REQUIRED WORK:
• a. In the message below about running tests against Rook, what is the first step of the expected process?
• b. Please continue the message below about Teuthology and Rook, picking up after its last sentence.

TEXT PROVIDED:
Re: Teuthology & Rook (& DeepSea, ceph-ansible, ...)

Travis Nielsen <tnielsen@xxxxxxxxxx> · Wed, 24 Apr 2019 12:10:46 -0600

Great questions. At a high level to run tests against rook, I would
expect the process to be:
- Install Kubernetes
- Install Rook/Ceph
- Start pods where the ceph clients can consume the RBD/CephFS mounts
or use an S3 endpoint.

More specific comments inline...

Travis

On Wed, Apr 24, 2019 at 8:49 AM Gregory Farnum <gfarnum@xxxxxxxxxx> wrote:
>
> Hello Travis, all,
> I’ve been looking at the interfaces our ceph-qa-suite tasks expect
> from the underlying teuthology and Ceph deployment tasks to try and
> 1) narrow them down into something we can implement against other
> backends (ceph-ansible, Rook, DeepSea, etc)
> 2) see how those interfaces need to be adapted to suit the differences
> between physical hosts and kubernetes pods.

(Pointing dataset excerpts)
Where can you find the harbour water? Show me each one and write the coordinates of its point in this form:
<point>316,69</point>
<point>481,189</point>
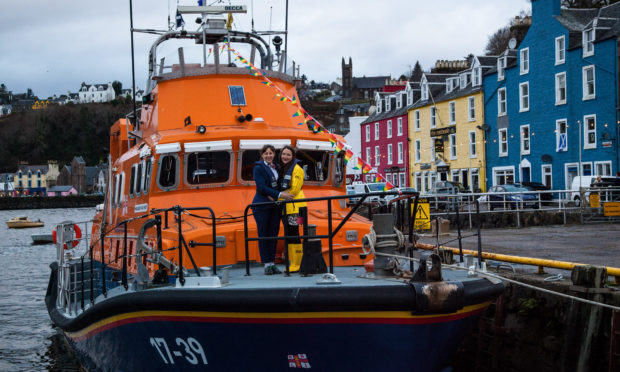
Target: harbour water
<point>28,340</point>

==

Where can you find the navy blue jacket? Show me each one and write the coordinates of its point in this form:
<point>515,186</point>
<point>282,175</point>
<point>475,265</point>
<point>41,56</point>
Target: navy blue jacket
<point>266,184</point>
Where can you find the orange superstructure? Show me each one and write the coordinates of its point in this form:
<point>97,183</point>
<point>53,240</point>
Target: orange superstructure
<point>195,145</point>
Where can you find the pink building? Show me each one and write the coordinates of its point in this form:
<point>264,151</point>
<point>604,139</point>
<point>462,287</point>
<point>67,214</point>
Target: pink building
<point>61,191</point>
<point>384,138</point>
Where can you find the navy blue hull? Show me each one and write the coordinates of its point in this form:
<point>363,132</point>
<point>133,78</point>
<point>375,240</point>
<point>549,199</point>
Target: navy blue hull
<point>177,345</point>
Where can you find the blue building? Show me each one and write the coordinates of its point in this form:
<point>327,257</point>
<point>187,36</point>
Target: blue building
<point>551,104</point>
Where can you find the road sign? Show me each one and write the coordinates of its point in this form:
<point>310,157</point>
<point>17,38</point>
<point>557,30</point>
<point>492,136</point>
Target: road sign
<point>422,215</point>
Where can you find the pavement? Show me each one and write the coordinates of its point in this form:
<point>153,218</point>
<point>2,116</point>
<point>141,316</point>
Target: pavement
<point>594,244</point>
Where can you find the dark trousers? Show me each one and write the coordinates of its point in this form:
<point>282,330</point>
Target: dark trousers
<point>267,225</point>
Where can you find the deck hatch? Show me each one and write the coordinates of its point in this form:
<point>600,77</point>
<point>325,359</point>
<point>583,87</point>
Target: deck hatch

EXERCISE RESULTS:
• a. Install Kubernetes.

• b.
>
> Some very brief background about teuthology: it expects you to select
> a group of hosts (eg smithi001, smithi002, to map those hosts to
> specific roles (eg a host with osd.1, mon.a, client.0 and another with
> osd.2, mon.b, client.1, client.2), and to then run specific tasks
> against those configurations (eg install, ceph, kclient, fio).  (Those
> following along at home who want more details may wish to view one of
> the talks I’ve given on teuthology, eg
> https://www.youtube.com/watch?v=gj1OXrKdSrs .)
>

After you select the hosts, will this involve setting up kubernetes
before deploying Rook? Or will the hosts be from a pool that already
have Kubernetes running?

It is possible to tell rook which nodes to use for which daemons if
desired. See the "placement" configuration settings in the
cluster.yaml. Basically it requires setting a Kubernetes label on the
node, then specifying the label(s) in the cluster.yaml.
https://rook.io/docs/rook/master/ceph-cluster-crd.html#placement-configuration-settings

> The touch points between a ceph-qa-suite task and the remote hardware
> are actually not a very large interface in direct function terms, but
> some of the functions are very large themselves so we’ll need to
> rework them a bit. I’ve taken pretty extensive notes at
> https://pad.ceph.com/p/teuthology-rook, but I’ll summarize here.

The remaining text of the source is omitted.